Task brief:
Exactly the lines from the start of the data through the line containing "Target: white scarf on shoulder" should be output, with both ends kept and nothing added.

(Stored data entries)
--------

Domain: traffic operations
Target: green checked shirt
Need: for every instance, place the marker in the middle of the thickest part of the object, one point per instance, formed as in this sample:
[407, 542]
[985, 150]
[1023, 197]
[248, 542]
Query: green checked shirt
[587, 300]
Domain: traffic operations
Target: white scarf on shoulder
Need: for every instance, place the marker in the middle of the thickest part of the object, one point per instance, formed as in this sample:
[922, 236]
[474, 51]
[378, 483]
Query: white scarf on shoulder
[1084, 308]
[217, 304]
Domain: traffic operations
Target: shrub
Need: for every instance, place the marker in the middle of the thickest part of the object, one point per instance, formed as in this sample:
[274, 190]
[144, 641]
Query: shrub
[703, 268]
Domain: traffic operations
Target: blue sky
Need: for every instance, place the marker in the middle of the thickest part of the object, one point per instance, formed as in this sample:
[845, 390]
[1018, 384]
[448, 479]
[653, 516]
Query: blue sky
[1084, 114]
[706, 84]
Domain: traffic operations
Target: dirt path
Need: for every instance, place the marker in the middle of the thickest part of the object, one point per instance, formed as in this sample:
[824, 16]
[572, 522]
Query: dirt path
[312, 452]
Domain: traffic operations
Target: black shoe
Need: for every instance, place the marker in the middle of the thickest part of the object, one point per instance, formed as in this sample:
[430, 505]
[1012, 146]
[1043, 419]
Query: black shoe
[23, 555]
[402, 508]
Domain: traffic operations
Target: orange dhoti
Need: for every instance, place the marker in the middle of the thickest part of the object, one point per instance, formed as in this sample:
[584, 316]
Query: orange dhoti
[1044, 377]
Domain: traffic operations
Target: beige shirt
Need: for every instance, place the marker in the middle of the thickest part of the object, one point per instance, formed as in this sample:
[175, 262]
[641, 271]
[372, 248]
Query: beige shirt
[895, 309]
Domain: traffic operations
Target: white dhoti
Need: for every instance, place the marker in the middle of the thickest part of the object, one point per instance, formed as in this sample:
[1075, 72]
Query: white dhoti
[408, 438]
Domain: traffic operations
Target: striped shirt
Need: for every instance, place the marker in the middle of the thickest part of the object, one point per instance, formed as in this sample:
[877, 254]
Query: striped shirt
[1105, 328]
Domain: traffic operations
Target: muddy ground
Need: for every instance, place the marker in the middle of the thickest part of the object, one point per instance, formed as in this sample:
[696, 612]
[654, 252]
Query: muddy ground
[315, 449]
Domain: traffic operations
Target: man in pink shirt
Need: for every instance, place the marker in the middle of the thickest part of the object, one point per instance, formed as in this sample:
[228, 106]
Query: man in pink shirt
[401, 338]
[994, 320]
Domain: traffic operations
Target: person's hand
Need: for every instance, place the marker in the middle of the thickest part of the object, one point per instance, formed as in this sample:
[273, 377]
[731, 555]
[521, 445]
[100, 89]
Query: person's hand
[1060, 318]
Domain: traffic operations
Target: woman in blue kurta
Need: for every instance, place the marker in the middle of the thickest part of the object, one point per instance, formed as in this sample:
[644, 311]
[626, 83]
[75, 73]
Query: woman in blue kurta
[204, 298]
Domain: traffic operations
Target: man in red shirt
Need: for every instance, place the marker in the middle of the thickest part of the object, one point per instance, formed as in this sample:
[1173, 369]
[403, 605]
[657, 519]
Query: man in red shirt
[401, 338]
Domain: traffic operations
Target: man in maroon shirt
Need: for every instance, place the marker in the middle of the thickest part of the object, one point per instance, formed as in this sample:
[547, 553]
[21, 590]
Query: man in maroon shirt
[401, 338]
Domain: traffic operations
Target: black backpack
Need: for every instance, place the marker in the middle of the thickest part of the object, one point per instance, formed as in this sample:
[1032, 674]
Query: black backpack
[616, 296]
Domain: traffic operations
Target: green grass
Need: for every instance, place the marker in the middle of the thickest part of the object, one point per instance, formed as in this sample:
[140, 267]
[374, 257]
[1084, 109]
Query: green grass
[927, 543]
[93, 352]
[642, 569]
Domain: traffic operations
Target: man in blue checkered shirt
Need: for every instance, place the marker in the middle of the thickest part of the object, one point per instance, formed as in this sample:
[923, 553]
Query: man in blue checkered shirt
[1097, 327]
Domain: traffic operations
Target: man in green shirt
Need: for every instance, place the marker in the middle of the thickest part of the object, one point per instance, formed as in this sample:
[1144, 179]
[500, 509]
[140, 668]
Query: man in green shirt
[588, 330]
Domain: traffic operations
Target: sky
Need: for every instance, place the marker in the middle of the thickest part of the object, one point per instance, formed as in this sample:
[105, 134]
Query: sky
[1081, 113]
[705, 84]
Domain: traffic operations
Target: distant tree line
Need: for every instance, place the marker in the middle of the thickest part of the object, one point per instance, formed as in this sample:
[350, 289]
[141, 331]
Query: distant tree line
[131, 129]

--------

The completed task:
Domain: traffic operations
Target: green checked shirt
Need: for every instance, place the marker in the middle of the thickest part of the object, one point per instance, formed as in this sample:
[407, 542]
[985, 150]
[1023, 197]
[248, 542]
Query: green checked shirt
[587, 300]
Domain: traffic operations
Target: white scarf on shoulder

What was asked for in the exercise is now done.